### Records to process

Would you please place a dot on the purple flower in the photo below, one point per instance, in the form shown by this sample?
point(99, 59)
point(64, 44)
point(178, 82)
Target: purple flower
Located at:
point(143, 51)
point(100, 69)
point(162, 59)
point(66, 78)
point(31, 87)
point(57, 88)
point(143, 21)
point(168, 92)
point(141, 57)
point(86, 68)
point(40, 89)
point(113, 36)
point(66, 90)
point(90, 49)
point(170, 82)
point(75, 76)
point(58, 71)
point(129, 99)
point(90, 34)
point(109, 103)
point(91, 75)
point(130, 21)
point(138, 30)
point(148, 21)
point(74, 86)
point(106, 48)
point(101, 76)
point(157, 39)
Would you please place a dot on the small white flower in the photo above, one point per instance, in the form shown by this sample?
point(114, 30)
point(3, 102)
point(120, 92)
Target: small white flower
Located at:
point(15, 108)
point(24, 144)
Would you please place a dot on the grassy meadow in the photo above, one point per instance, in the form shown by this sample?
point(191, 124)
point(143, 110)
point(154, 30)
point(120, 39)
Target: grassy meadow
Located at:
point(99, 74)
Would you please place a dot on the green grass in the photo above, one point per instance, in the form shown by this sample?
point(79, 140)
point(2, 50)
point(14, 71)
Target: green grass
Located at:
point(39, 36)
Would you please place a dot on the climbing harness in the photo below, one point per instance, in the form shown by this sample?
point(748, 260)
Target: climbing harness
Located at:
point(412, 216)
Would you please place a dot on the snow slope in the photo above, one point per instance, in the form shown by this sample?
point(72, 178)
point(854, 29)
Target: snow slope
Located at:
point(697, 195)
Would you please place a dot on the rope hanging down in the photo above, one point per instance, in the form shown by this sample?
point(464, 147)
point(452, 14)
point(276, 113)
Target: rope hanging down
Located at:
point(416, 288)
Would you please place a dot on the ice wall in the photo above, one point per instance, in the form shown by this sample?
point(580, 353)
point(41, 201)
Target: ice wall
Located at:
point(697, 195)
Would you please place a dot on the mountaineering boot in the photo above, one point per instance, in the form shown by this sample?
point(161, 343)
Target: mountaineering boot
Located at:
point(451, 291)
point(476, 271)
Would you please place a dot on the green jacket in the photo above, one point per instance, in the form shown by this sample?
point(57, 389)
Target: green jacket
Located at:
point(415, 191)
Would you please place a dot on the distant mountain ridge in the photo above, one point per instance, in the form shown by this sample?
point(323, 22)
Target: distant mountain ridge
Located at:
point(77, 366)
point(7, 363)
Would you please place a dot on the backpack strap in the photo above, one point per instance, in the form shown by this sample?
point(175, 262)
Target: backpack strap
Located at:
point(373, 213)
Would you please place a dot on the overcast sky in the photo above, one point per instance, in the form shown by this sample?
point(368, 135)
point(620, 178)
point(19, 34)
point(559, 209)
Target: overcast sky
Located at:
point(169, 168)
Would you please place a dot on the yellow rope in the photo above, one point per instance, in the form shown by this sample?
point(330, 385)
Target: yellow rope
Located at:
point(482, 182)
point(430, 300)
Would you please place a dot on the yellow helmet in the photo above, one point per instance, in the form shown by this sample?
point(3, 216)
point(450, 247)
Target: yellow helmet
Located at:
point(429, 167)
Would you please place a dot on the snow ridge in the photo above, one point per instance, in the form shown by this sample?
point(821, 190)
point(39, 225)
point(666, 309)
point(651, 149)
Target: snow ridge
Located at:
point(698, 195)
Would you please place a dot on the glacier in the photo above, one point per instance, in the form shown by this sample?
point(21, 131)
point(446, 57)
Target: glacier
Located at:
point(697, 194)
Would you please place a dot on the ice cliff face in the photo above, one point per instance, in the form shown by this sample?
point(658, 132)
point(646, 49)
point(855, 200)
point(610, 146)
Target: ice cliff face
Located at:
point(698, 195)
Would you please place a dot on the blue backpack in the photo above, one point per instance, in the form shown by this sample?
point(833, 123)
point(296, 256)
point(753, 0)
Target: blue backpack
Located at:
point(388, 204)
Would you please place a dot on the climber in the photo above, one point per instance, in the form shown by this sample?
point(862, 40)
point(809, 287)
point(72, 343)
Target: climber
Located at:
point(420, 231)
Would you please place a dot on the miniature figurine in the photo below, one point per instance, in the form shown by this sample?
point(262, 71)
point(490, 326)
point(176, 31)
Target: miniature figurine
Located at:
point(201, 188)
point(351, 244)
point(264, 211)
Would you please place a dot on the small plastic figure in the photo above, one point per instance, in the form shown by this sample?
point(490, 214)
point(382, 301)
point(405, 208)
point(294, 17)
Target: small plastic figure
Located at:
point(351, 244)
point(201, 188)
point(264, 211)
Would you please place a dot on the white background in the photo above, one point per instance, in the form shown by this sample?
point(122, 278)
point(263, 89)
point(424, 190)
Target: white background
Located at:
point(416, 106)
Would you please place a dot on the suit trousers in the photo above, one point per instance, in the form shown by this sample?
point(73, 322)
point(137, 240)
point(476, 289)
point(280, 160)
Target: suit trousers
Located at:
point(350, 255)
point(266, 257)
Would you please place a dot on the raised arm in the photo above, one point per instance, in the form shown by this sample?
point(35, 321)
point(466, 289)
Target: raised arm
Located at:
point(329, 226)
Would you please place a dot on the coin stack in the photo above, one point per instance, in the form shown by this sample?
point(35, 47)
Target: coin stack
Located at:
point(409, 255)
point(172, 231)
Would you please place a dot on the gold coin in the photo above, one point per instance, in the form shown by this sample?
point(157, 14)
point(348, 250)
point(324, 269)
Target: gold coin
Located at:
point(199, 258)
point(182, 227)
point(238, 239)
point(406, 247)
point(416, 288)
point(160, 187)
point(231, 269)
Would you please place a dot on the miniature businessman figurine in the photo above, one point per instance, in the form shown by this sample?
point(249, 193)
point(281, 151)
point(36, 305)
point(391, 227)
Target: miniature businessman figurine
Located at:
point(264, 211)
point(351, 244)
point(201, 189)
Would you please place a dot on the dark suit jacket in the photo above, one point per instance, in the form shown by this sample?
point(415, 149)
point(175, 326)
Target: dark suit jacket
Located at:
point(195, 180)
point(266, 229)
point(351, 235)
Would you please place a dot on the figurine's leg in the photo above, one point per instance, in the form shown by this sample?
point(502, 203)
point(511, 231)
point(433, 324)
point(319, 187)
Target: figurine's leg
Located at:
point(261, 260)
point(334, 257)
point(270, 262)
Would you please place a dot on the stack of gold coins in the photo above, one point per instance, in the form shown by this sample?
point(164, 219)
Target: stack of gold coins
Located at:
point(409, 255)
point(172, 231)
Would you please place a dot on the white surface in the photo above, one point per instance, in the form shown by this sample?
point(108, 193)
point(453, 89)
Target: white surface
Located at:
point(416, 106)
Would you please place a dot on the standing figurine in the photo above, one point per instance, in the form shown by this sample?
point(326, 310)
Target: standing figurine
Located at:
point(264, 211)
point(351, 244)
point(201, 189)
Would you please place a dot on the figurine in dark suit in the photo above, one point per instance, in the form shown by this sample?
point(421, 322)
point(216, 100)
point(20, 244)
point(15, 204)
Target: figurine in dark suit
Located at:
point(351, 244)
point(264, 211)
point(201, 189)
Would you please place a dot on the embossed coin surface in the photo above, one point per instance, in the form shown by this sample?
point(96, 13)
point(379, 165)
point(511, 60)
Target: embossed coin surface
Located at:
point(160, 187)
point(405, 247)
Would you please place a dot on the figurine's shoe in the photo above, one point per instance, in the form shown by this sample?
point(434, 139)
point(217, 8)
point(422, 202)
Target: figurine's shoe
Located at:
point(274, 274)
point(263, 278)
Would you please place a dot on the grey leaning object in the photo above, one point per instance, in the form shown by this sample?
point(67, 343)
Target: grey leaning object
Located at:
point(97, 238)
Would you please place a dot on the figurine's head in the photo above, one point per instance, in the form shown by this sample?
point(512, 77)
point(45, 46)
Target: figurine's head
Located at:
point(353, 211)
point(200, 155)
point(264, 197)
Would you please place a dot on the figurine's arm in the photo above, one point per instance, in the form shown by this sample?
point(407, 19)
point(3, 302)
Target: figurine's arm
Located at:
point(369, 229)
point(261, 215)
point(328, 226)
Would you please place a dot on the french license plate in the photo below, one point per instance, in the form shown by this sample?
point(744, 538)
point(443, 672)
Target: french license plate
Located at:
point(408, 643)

### Work to be completed
Reproduce the lines above verbatim, everything from the line containing "Would you please place a dot on the distant" down to the line containing "point(373, 213)", with both of those lines included.

### Answer for this exercise
Would you please place a dot on the distant mountain ridge in the photo above, one point per instance, in the form shown by this sample?
point(323, 22)
Target: distant mountain ridge
Located at:
point(77, 366)
point(7, 363)
Would you please place a dot on the backpack strap in the photo above, one point per instance, in the form shown by this sample?
point(175, 262)
Target: backpack strap
Located at:
point(373, 213)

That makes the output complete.